● **SELECTED TEXT**
Royal Shakespeare Company
Swan Theatre
A Museum in Baghdad was ten years in the making. Author Hannah Kalil began by writing a play about Gertrude Bell, an archaeologist who became the first custodian of the museum in Baghdad which opened in 1926. She then developed her play after she realised that there were parallels between this event in 1926 and the reopening of the Museum in 2006.
It is a complex and fascinating play drawing on both Tom Stoppard and Caryl Churchill in its techniques and looking at historical repetition compulsion as well as tensions between artefacts and politics, the influences of the past, clashes between cultures, the role of women and attitudes to history.
Until they realised that the two time periods are interwoven some audience members were confused about what is going on. It’s pretty straightforward, though, once you realise that Gertrude (1926) is paralleled by Ghalia Hussein (2006), that they each have their staff but that Abu Zaman as the local caretaker appears in both time periods, tying the two together through a consistent Iraqi presence.
The play is, perhaps, a touch longer than it needs to be. It’s sometimes a bit attenuated, sometimes a bit portentous, but Erica Whyman’s direction is absolutely superb. Her treatment of the interweaving of the two time periods is brilliant. A la Churchill there is a chorus, but the words of the chorus are split up and thrown around by all those on stage. There are brilliantly handled freezes and mime sequences. There are several moments when both Bell and Hussein say the same lines. There is real depth of characterisation. Each character has his or her own reasons for being involved in archaeology and museums.

● **DATASET SECTION**

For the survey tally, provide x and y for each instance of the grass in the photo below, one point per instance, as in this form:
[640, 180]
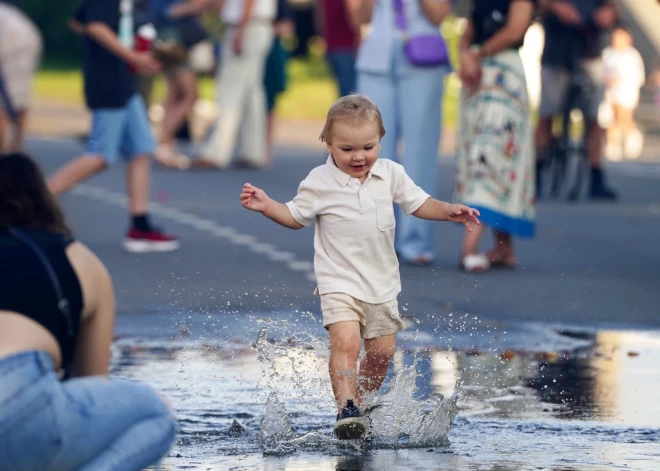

● **INSTRUCTION 1**
In the review, transcribe the passage that starts at "Royal Shakespeare Company" and ends at "Museum in 2006.".
● **INSTRUCTION 2**
According to the review, who directed the play?
The lines have nothing to do with the review.

● **FULL ANSWER 1**
Royal Shakespeare Company
Swan Theatre
A Museum in Baghdad was ten years in the making. Author Hannah Kalil began by writing a play about Gertrude Bell, an archaeologist who became the first custodian of the museum in Baghdad which opened in 1926. She then developed her play after she realised that there were parallels between this event in 1926 and the reopening of the Museum in 2006.

● **FULL ANSWER 2**
Erica Whyman